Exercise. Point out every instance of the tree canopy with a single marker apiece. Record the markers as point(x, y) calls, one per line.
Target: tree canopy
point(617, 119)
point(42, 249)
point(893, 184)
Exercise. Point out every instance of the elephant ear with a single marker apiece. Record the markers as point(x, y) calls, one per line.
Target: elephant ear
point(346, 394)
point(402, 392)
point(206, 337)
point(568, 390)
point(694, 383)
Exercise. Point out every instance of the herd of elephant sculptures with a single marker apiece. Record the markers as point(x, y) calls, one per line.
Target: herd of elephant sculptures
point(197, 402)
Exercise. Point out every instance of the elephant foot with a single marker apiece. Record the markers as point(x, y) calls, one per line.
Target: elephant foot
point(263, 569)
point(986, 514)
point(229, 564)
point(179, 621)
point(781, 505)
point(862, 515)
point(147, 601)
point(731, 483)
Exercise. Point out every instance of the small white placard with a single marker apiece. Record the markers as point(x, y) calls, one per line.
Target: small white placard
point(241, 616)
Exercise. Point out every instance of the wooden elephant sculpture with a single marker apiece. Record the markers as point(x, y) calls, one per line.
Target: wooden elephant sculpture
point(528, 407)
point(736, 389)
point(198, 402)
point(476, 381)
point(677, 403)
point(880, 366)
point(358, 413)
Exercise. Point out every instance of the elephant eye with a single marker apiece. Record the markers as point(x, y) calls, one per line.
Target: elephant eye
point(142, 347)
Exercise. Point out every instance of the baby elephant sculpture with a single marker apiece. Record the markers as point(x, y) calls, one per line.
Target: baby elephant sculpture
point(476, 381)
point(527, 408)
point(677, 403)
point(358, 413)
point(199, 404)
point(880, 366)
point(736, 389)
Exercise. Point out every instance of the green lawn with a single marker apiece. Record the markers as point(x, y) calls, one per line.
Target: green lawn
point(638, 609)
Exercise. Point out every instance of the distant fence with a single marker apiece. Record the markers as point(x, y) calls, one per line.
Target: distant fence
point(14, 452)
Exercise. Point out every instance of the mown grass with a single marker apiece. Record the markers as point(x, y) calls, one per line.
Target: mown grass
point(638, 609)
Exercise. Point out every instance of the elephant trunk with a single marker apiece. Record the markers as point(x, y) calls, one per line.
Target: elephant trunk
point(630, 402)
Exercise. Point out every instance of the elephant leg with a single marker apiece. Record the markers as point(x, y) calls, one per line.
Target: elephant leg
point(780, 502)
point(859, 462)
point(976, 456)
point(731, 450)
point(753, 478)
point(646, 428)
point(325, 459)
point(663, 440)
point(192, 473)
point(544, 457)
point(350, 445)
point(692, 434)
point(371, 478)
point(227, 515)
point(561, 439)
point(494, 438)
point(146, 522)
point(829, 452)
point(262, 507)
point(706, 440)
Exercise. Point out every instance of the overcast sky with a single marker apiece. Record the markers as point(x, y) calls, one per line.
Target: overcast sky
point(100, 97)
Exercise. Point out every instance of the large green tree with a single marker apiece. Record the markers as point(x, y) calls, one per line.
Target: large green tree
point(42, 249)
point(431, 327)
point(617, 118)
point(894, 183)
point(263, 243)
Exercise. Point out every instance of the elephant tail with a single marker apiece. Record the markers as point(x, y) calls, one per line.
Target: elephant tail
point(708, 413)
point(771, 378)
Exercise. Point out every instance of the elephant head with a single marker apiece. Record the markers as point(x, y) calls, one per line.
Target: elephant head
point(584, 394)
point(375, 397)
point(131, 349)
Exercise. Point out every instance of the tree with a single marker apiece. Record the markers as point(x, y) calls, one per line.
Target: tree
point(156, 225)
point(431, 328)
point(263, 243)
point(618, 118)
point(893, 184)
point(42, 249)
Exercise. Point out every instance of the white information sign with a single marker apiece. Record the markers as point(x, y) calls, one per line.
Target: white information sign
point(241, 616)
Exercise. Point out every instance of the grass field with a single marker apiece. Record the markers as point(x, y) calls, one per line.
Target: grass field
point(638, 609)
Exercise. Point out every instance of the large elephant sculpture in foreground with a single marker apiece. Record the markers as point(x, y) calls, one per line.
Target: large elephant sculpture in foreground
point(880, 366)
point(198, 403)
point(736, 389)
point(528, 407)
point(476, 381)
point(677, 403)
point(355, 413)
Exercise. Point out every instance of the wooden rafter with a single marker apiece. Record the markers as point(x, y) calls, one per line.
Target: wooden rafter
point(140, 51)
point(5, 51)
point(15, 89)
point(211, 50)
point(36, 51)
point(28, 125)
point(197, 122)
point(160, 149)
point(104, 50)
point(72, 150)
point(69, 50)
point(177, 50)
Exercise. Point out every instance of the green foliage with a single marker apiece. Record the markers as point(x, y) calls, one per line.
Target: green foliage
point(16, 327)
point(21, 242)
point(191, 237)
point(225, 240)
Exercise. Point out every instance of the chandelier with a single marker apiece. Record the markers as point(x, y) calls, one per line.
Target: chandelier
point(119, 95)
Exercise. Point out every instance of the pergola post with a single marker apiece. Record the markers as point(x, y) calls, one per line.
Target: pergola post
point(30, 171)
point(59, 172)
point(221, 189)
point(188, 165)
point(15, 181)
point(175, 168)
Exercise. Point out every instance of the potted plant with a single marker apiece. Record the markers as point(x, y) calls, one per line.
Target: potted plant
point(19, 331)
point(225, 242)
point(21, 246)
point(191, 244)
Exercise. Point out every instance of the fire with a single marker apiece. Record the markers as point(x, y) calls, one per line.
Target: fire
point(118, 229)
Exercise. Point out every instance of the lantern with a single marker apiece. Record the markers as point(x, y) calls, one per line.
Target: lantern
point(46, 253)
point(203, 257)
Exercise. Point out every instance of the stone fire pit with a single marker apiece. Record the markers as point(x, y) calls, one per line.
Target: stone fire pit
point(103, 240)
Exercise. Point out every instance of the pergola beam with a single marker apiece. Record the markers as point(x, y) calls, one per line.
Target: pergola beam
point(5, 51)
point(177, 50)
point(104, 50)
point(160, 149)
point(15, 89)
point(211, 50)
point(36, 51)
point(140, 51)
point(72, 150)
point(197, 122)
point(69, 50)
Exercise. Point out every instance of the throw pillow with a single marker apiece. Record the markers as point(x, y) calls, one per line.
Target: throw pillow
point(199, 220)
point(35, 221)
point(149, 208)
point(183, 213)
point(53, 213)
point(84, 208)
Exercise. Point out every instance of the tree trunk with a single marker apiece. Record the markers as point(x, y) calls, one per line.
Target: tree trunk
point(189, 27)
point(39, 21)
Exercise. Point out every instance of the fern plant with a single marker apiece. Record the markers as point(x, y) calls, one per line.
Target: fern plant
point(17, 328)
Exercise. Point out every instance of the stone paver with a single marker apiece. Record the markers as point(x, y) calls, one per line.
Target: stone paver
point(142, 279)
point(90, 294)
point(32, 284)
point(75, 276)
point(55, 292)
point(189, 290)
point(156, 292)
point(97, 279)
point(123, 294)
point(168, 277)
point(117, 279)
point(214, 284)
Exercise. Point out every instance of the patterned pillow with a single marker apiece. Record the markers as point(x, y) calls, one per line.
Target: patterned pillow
============================================================
- _Required work_: Rewrite all of the lines above, replacing "single marker apiece" with "one marker each" wherever it occurs and leaving everything else unchanged.

- _Output below_:
Exercise. Point out every instance of the tree canopy with a one marker each. Record the markers as point(x, y) calls, one per line.
Target: tree canopy
point(617, 119)
point(42, 249)
point(893, 184)
Exercise. Point out every instance of the elephant ear with a one marker each. Record the markers as point(x, y) calls, one per line.
Target: elephant ear
point(346, 394)
point(402, 392)
point(206, 337)
point(568, 390)
point(694, 383)
Exercise. Point out every instance of the herd of elephant sculptures with a one marker each. Record the markers as point(x, y) calls, one per line.
Target: herd of elephant sculptures
point(197, 402)
Exercise. Point out every instance of the elephant foot with a one marker each. Record the markers as point(x, y) calls, one per line.
Target: elephant foot
point(263, 569)
point(986, 514)
point(229, 564)
point(179, 621)
point(781, 505)
point(862, 515)
point(147, 601)
point(731, 483)
Exercise. Point out every instance of the small white placard with a one marker each. Record the markers as point(x, y) calls, one per line.
Target: small white placard
point(241, 616)
Exercise. Point out every instance of the wooden elephant sculpture with a one marker each. Record the markers as point(x, y) calls, one per line.
Target: wooden elephant sculpture
point(528, 407)
point(736, 389)
point(198, 402)
point(476, 381)
point(677, 403)
point(880, 366)
point(358, 413)
Exercise. Point out every instance of the elephant eye with a one marker each. Record the markers as point(x, y) calls, one per line.
Target: elephant eye
point(142, 347)
Exercise. Point out every instance of the baby elephant sculpture with a one marker each. Record the markers as point(x, y) calls, one per line.
Target: baby elephant sculpture
point(476, 381)
point(527, 408)
point(677, 403)
point(358, 413)
point(199, 404)
point(880, 366)
point(736, 389)
Exercise. Point out every instance of the green lawn with a one marker each. Record the markers as point(x, y) calls, one per line.
Target: green lawn
point(638, 609)
Exercise. Point out every instance of the distant fence with a one marker each. Record the markers as point(x, y) calls, one per line.
Target: distant fence
point(14, 452)
Exercise. Point out every instance of the mown grass with a one marker each. Record the markers as point(x, y) calls, one per line.
Target: mown grass
point(638, 609)
Exercise. Point out every instance of the elephant trunk with a one marker each. Record the markers as point(x, y) calls, one per line.
Target: elephant trunk
point(630, 402)
Exercise. Point out every instance of the elephant leg with a one marker each. Record the markers as point(x, y) calls, one per line.
Target: elephant leg
point(780, 502)
point(859, 462)
point(976, 456)
point(731, 450)
point(753, 478)
point(646, 428)
point(325, 459)
point(663, 440)
point(192, 473)
point(544, 457)
point(350, 445)
point(692, 434)
point(371, 478)
point(227, 515)
point(561, 439)
point(494, 438)
point(146, 522)
point(829, 452)
point(262, 507)
point(706, 440)
Exercise. Point out every instance of the overcast sky with a one marker each. Record the markers as point(x, y) calls, one per line.
Target: overcast sky
point(100, 97)
Exercise. Point out every instance of the large green tree with a one marker each. Record the markers as point(x, y) calls, one per line.
Target: large green tree
point(42, 249)
point(431, 327)
point(617, 118)
point(894, 183)
point(263, 243)
Exercise. Point out every instance of the elephant tail with a one marker each. Record the markers as point(x, y) calls, one per line.
Target: elephant tail
point(708, 413)
point(771, 378)
Exercise. Point out every instance of the elephant head with a one marker each. Record the markers as point(x, y) calls, one per line.
Target: elephant head
point(584, 394)
point(375, 397)
point(131, 349)
Exercise. Point out every instance of the tree with a one marker each. Record the markers as point(x, y) calls, one per line.
Target: tree
point(156, 225)
point(431, 328)
point(263, 243)
point(618, 118)
point(893, 184)
point(42, 249)
Exercise. Point out every instance of the white information sign with a one marker each. Record the markers as point(x, y) calls, one per line.
Target: white information sign
point(241, 616)
Exercise. Point out every instance of the grass field with a one marker each. Record the markers as point(x, y) calls, one per line.
Target: grass field
point(638, 609)
Exercise. Point out every instance of the large elephant sculpture in foreground with a one marker each. Record the markers as point(x, y) calls, one per line.
Target: large elephant sculpture in foreground
point(880, 366)
point(198, 403)
point(736, 389)
point(528, 407)
point(476, 381)
point(677, 403)
point(355, 413)
Exercise. Point out every instance of the wooden rafter with a one marker each. Record the markers as point(x, y) calls, one per line.
Target: wooden rafter
point(140, 51)
point(5, 51)
point(15, 89)
point(211, 50)
point(36, 51)
point(28, 125)
point(197, 122)
point(160, 149)
point(104, 50)
point(72, 150)
point(69, 50)
point(177, 50)
Exercise. Point out every instance of the green foliage with a one marker each. Record the markers as point(x, y) calls, one per line.
Target: green foliage
point(16, 327)
point(21, 242)
point(191, 237)
point(225, 240)
Exercise. Point out every instance of the chandelier with a one marker each. Record the markers as point(x, y) calls, one per line.
Target: chandelier
point(119, 95)
Exercise. Point out every instance of the pergola post with a one marker each. Record the markers as point(x, y) calls, one per line.
Target: pergola post
point(30, 171)
point(59, 172)
point(221, 189)
point(188, 165)
point(15, 181)
point(175, 168)
Exercise. Point out every instance of the potted plant with a one marker each. Record the markers as point(x, y) calls, one per line.
Target: potted plant
point(19, 331)
point(225, 242)
point(21, 246)
point(191, 244)
Exercise. Point out every instance of the fire with a one marker each. Record the markers as point(x, y) calls, one per line.
Target: fire
point(118, 229)
Exercise. Point out every instance of the lantern with a one marker each. Record the markers as point(x, y) calls, one per line.
Target: lantern
point(46, 253)
point(203, 257)
Exercise. Point out every instance of the stone fire pit with a one marker each. Record the markers as point(x, y) calls, one per line.
Target: stone fire pit
point(103, 240)
Exercise. Point out every instance of the pergola beam with a one marker each. Record the markers as point(x, y) calls, one per line.
Target: pergola beam
point(5, 51)
point(177, 50)
point(104, 50)
point(160, 149)
point(15, 89)
point(211, 50)
point(36, 51)
point(140, 51)
point(72, 150)
point(197, 122)
point(69, 50)
Exercise. Point out every instance of the throw pillow with a one marker each. Record the markers as point(x, y) calls, one per line.
Target: throw pillow
point(199, 220)
point(35, 221)
point(149, 208)
point(183, 213)
point(53, 213)
point(84, 208)
Exercise. Point out every instance of the tree trunk with a one marker each. Record the markers as point(x, y) calls, one per line.
Target: tree trunk
point(189, 27)
point(39, 21)
Exercise. Point out every instance of the fern plant with a one marker each. Record the markers as point(x, y) calls, one per line.
Target: fern plant
point(17, 328)
Exercise. Point out every instance of the stone paver with a one marker each. Record the markers as point(x, y) calls, one per line.
Target: stone paver
point(142, 279)
point(90, 294)
point(32, 284)
point(75, 276)
point(55, 292)
point(189, 290)
point(156, 292)
point(97, 279)
point(123, 294)
point(168, 277)
point(117, 279)
point(214, 284)
Exercise. Point out every instance of the patterned pillow with a one marker each. Record the markers as point(x, y) calls, one per line.
Target: patterned pillow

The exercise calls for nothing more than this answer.